• **What you should do**
An exact repetition of the records is required. Leave nothing out.

• **Input data**
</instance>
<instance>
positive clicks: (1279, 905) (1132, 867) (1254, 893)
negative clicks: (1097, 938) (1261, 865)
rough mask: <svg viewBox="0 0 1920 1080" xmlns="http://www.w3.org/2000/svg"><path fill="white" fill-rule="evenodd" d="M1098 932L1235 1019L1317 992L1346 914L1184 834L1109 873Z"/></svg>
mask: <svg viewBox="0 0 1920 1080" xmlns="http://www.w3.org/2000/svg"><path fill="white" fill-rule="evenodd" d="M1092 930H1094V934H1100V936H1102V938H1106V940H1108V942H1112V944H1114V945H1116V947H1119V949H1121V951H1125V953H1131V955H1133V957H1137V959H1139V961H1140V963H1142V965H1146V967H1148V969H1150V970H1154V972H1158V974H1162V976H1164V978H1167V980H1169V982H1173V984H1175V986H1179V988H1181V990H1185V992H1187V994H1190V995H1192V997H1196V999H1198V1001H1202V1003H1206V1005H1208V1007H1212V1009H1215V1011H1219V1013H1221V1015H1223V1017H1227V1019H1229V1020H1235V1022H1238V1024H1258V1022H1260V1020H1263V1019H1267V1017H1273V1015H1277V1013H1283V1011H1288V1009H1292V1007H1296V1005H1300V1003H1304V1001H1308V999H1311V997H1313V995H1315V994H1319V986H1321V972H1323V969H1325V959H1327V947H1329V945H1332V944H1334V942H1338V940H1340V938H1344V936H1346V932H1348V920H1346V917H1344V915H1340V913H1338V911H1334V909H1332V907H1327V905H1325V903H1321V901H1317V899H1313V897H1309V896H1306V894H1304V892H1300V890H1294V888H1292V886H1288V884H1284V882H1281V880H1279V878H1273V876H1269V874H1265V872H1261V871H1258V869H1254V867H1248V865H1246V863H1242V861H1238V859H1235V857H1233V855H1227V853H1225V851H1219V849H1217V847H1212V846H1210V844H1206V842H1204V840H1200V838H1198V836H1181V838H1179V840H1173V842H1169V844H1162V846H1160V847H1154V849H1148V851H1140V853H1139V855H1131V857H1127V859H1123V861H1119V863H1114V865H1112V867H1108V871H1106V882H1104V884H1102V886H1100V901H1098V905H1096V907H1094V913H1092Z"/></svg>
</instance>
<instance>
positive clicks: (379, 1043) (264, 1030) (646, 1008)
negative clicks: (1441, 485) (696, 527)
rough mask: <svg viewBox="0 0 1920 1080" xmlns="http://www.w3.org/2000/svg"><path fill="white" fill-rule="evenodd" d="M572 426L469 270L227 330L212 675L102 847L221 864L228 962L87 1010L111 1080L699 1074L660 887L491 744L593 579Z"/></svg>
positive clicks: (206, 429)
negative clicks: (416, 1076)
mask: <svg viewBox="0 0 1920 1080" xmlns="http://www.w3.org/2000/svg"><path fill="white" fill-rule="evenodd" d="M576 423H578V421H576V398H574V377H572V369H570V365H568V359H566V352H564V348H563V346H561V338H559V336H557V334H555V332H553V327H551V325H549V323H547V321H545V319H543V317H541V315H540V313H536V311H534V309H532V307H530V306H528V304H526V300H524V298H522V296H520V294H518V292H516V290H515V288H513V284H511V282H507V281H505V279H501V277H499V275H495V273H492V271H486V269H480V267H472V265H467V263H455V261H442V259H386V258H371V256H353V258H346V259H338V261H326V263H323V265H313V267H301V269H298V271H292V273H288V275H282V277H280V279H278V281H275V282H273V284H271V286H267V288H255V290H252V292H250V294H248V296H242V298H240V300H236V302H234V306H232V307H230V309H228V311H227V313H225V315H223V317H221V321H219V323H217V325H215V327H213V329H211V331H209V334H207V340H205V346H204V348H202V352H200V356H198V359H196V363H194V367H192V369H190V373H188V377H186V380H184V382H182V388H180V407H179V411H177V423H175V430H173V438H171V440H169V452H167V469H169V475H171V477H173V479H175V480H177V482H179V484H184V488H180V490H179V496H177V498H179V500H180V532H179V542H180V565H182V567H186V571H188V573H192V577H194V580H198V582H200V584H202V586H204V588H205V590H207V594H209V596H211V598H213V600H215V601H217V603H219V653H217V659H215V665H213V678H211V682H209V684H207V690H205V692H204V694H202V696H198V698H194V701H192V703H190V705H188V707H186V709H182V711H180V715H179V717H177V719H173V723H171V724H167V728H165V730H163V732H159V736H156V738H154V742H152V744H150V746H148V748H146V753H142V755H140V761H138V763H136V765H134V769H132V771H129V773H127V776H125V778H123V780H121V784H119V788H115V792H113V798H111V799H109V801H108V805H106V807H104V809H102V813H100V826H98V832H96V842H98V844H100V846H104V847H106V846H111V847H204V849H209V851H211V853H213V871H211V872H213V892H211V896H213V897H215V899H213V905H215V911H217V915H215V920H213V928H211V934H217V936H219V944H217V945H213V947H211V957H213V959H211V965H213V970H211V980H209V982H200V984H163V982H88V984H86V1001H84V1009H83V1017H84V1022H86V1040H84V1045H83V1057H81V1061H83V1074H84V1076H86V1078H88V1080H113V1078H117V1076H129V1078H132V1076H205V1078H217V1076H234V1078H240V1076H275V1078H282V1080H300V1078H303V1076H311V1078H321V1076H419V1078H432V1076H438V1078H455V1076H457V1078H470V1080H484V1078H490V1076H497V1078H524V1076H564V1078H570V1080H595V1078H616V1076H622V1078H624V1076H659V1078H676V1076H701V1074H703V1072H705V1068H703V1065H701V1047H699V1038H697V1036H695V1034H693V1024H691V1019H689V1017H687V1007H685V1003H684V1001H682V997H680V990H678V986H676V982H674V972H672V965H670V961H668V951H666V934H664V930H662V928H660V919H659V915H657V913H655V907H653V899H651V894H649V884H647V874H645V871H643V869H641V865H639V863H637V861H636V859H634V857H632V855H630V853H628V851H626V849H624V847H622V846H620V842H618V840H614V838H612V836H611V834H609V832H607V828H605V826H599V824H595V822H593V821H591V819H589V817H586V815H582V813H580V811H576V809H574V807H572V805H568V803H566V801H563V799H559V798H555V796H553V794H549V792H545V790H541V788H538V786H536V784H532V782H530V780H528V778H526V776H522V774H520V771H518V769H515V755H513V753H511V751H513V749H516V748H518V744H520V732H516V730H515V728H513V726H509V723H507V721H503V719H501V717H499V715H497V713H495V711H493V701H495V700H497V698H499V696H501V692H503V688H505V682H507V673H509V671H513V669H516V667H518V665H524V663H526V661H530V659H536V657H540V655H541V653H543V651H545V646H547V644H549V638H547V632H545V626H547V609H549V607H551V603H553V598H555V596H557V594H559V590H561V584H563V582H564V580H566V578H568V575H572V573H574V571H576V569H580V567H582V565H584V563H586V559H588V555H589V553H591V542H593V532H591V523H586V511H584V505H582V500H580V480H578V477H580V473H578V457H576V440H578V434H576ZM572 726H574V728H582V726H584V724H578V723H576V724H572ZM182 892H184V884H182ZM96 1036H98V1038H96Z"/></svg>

• **Written solution**
</instance>
<instance>
positive clicks: (1279, 905) (1132, 867) (1254, 893)
negative clicks: (1097, 938) (1261, 865)
rough mask: <svg viewBox="0 0 1920 1080" xmlns="http://www.w3.org/2000/svg"><path fill="white" fill-rule="evenodd" d="M1098 932L1235 1019L1317 992L1346 914L1184 834L1109 873Z"/></svg>
mask: <svg viewBox="0 0 1920 1080" xmlns="http://www.w3.org/2000/svg"><path fill="white" fill-rule="evenodd" d="M1092 930H1094V934H1100V936H1102V938H1106V940H1108V942H1112V944H1114V945H1116V947H1119V949H1121V951H1125V953H1131V955H1133V957H1137V959H1139V961H1140V963H1142V965H1146V967H1148V969H1150V970H1154V972H1158V974H1162V976H1164V978H1167V980H1169V982H1173V984H1175V986H1179V988H1181V990H1185V992H1187V994H1190V995H1192V997H1196V999H1198V1001H1202V1003H1206V1005H1208V1007H1212V1009H1215V1011H1219V1013H1221V1015H1223V1017H1227V1019H1229V1020H1235V1022H1238V1024H1258V1022H1260V1020H1263V1019H1267V1017H1273V1015H1277V1013H1283V1011H1288V1009H1292V1007H1296V1005H1300V1003H1304V1001H1308V999H1311V997H1313V995H1315V994H1319V986H1321V972H1323V969H1325V959H1327V947H1329V945H1332V944H1334V942H1338V940H1340V938H1344V936H1346V932H1348V920H1346V917H1344V915H1340V913H1338V911H1334V909H1332V907H1327V905H1325V903H1321V901H1317V899H1313V897H1309V896H1306V894H1304V892H1300V890H1294V888H1292V886H1288V884H1284V882H1281V880H1279V878H1273V876H1269V874H1265V872H1261V871H1258V869H1254V867H1248V865H1246V863H1242V861H1238V859H1235V857H1233V855H1227V853H1225V851H1219V849H1217V847H1212V846H1210V844H1206V842H1204V840H1200V838H1198V836H1181V838H1179V840H1173V842H1169V844H1162V846H1160V847H1154V849H1148V851H1140V853H1139V855H1131V857H1127V859H1123V861H1119V863H1114V865H1112V867H1108V871H1106V882H1104V884H1102V886H1100V901H1098V905H1096V907H1094V913H1092Z"/></svg>
</instance>
<instance>
positive clicks: (379, 1043) (264, 1030) (646, 1008)
negative clicks: (1441, 485) (696, 527)
rough mask: <svg viewBox="0 0 1920 1080" xmlns="http://www.w3.org/2000/svg"><path fill="white" fill-rule="evenodd" d="M572 426L469 270L227 330L212 675L102 847L221 864L228 962L87 1010L111 1080L699 1074L660 887L491 744L593 579Z"/></svg>
positive clicks: (206, 429)
negative clicks: (416, 1076)
mask: <svg viewBox="0 0 1920 1080" xmlns="http://www.w3.org/2000/svg"><path fill="white" fill-rule="evenodd" d="M576 423H578V421H576V398H574V377H572V369H570V365H568V359H566V352H564V348H563V346H561V338H559V336H557V334H555V332H553V327H551V325H549V323H547V321H545V319H543V317H541V315H540V313H536V311H534V309H532V307H530V306H528V304H526V300H524V298H522V296H520V294H518V292H516V290H515V288H513V284H511V282H507V281H505V279H501V277H499V275H495V273H492V271H486V269H480V267H472V265H467V263H455V261H442V259H386V258H371V256H353V258H346V259H338V261H326V263H323V265H313V267H301V269H298V271H292V273H288V275H282V277H280V279H278V281H275V282H273V284H271V286H267V288H255V290H252V292H250V294H248V296H242V298H240V300H236V302H234V306H232V307H230V309H228V311H227V313H225V315H223V317H221V321H219V323H217V325H215V327H213V329H211V331H209V334H207V340H205V346H204V348H202V352H200V356H198V359H196V363H194V367H192V369H190V373H188V377H186V380H184V382H182V388H180V407H179V411H177V423H175V430H173V438H171V440H169V452H167V469H169V475H171V477H173V479H175V480H177V482H179V484H184V488H180V490H179V496H177V498H179V500H180V532H179V542H180V565H182V567H186V571H188V573H192V577H194V580H198V582H200V584H202V586H204V588H205V590H207V594H209V596H211V598H213V600H215V601H217V603H219V653H217V659H215V665H213V678H211V682H209V684H207V690H205V692H204V694H202V696H198V698H194V701H192V703H190V705H188V707H186V709H182V711H180V715H179V717H177V719H173V723H171V724H167V728H165V730H163V732H159V736H156V738H154V742H152V744H150V746H148V748H146V753H142V755H140V761H138V763H136V765H134V769H132V771H129V773H127V776H125V778H123V780H121V784H119V788H115V792H113V798H111V799H109V801H108V805H106V807H104V809H102V813H100V826H98V832H96V842H98V844H100V846H104V847H106V846H111V847H204V849H209V851H211V853H213V871H211V872H213V892H211V896H213V897H215V899H213V905H215V911H217V915H215V920H213V928H211V934H217V936H219V944H217V945H213V947H211V957H213V959H211V965H213V970H211V980H209V982H200V984H163V982H88V984H86V1001H84V1009H83V1017H84V1022H86V1040H84V1045H83V1057H81V1061H83V1074H84V1076H86V1078H88V1080H113V1078H117V1076H129V1078H132V1076H205V1078H217V1076H234V1078H240V1076H275V1078H282V1080H300V1078H303V1076H311V1078H321V1076H419V1078H432V1076H438V1078H455V1076H457V1078H470V1080H484V1078H490V1076H497V1078H524V1076H564V1078H570V1080H595V1078H616V1076H622V1078H624V1076H659V1078H676V1076H701V1074H703V1072H705V1068H703V1065H701V1047H699V1038H697V1036H695V1034H693V1024H691V1019H689V1017H687V1007H685V1003H684V1001H682V997H680V990H678V986H676V982H674V972H672V965H670V961H668V951H666V934H664V930H662V928H660V919H659V915H657V913H655V907H653V899H651V894H649V884H647V874H645V871H643V869H641V865H639V863H637V861H636V859H634V857H632V855H630V853H628V851H626V849H624V847H622V846H620V842H618V840H614V838H612V836H611V834H609V832H607V828H605V826H599V824H595V822H593V821H591V819H589V817H586V815H582V813H580V811H576V809H574V807H572V805H568V803H566V801H563V799H559V798H555V796H553V794H549V792H545V790H541V788H538V786H536V784H532V782H530V780H528V778H526V776H522V774H520V771H518V769H515V755H513V753H511V751H513V749H516V748H518V744H520V732H516V730H515V728H513V726H509V723H507V721H503V719H501V717H499V715H497V713H495V711H493V701H495V700H497V698H499V696H501V692H503V688H505V682H507V673H509V671H513V669H516V667H518V665H524V663H526V661H530V659H536V657H540V655H541V653H543V651H545V646H547V644H549V638H547V632H545V626H547V609H549V607H551V603H553V598H555V596H557V594H559V590H561V584H563V582H564V580H566V578H568V575H572V573H574V571H576V569H580V567H582V565H584V563H586V559H588V555H589V553H591V542H593V532H591V523H586V511H584V505H582V500H580V480H578V477H580V473H578V457H576V440H578V434H576ZM572 726H574V728H582V726H584V724H578V723H576V724H572ZM182 892H184V884H182ZM96 1036H98V1038H96Z"/></svg>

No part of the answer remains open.